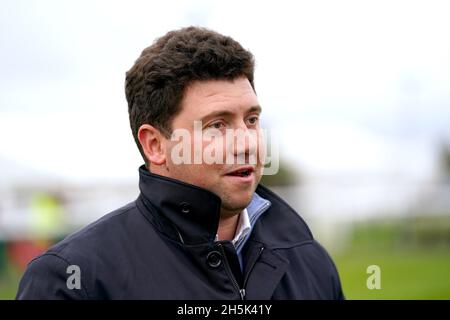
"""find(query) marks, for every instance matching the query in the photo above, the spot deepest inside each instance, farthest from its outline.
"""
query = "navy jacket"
(161, 246)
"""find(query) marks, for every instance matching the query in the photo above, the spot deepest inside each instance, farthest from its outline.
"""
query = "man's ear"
(151, 140)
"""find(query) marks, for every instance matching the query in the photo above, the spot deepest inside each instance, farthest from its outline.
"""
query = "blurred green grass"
(409, 274)
(413, 255)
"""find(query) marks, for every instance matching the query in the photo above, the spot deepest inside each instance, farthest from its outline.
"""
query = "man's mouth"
(241, 172)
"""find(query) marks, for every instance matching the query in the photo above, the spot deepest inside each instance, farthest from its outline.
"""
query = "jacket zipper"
(230, 274)
(242, 292)
(251, 268)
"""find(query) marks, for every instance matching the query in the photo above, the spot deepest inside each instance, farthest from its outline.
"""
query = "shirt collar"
(242, 229)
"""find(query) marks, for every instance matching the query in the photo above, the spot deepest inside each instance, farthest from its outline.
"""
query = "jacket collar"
(194, 212)
(191, 214)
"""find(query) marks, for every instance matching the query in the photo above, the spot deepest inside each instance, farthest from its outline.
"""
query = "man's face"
(224, 108)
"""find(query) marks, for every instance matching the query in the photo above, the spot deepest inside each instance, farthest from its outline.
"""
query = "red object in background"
(21, 252)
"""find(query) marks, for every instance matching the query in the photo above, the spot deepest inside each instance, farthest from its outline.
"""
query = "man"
(200, 229)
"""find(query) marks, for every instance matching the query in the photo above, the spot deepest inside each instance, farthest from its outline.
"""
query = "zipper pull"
(242, 292)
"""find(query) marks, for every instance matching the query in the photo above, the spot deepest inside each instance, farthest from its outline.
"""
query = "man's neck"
(227, 227)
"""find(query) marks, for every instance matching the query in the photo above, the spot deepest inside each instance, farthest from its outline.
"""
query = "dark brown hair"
(155, 85)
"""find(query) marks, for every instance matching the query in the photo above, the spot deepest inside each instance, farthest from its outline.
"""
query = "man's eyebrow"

The problem:
Retype the records above exactly, leaving every picture out of your copy.

Response to this exercise:
"""find(query) marks, for every instance matching the query in the photo above, the spot deepest inside each instance, farthest from its outline.
"""
query = "navy jacket"
(161, 246)
"""find(query) marks, for every instance matching the query in the photo above, the spot deepest inside each instance, farthest from its outline.
"""
query = "man's ear"
(151, 140)
"""find(query) marks, for every instance matching the query in the photo above, the spot deepest inside each instance, farthest from its outline.
"""
query = "blurred green grass"
(409, 274)
(413, 255)
"""find(query) marks, for every instance matching the query in the photo above, the spot deepest inside each instance, farthest from its outline.
"""
query = "man's mouth"
(241, 172)
"""find(query) marks, for every instance matching the query in the photo above, the spot deepest inside each instance, farthest from its outline.
"""
query = "jacket zipper"
(230, 274)
(242, 292)
(251, 268)
"""find(query) marks, for every instance matching the query in the photo above, the spot deepest inside each instance, farthest from its outline.
"""
query = "shirt collar"
(242, 229)
"""find(query) marks, for every instance matching the query in the photo above, the spot deepest inside each instance, farthest from its outline.
"""
query = "jacket collar"
(194, 212)
(191, 214)
"""find(query) marks, for every instance matching the query in the photo above, the spot deepest inside each instance, farthest from its outline.
"""
query = "man's face"
(224, 108)
"""find(query) marks, for every instance matching the query in the photo above, the spot deepest inside each instance, farthest from its outline.
"""
query = "red object in background"
(21, 252)
"""find(query) marks, for every instance matching the query in the photo above, the spot deepest inside each instance, farthest from its outline.
"""
query = "man"
(200, 229)
"""find(query) marks, for every instance matching the query in the photo above, the spot deepest inside each instance, farthest from its outline.
"""
query = "zipper pull"
(242, 292)
"""find(query) marks, for every instance matching the query in the photo above, the spot deepest inside each instance, farthest from its outline.
"""
query = "man's neck"
(227, 227)
"""find(query) marks, for every instance matching the query in the photo above, the spot deepest inside each instance, farthest from its outline.
"""
query = "dark brown hair"
(155, 85)
"""find(query) marks, for every instance matching the query in the photo above, the spot deepest inside each instance, farthest from its outline.
"""
query = "man's eyebrow"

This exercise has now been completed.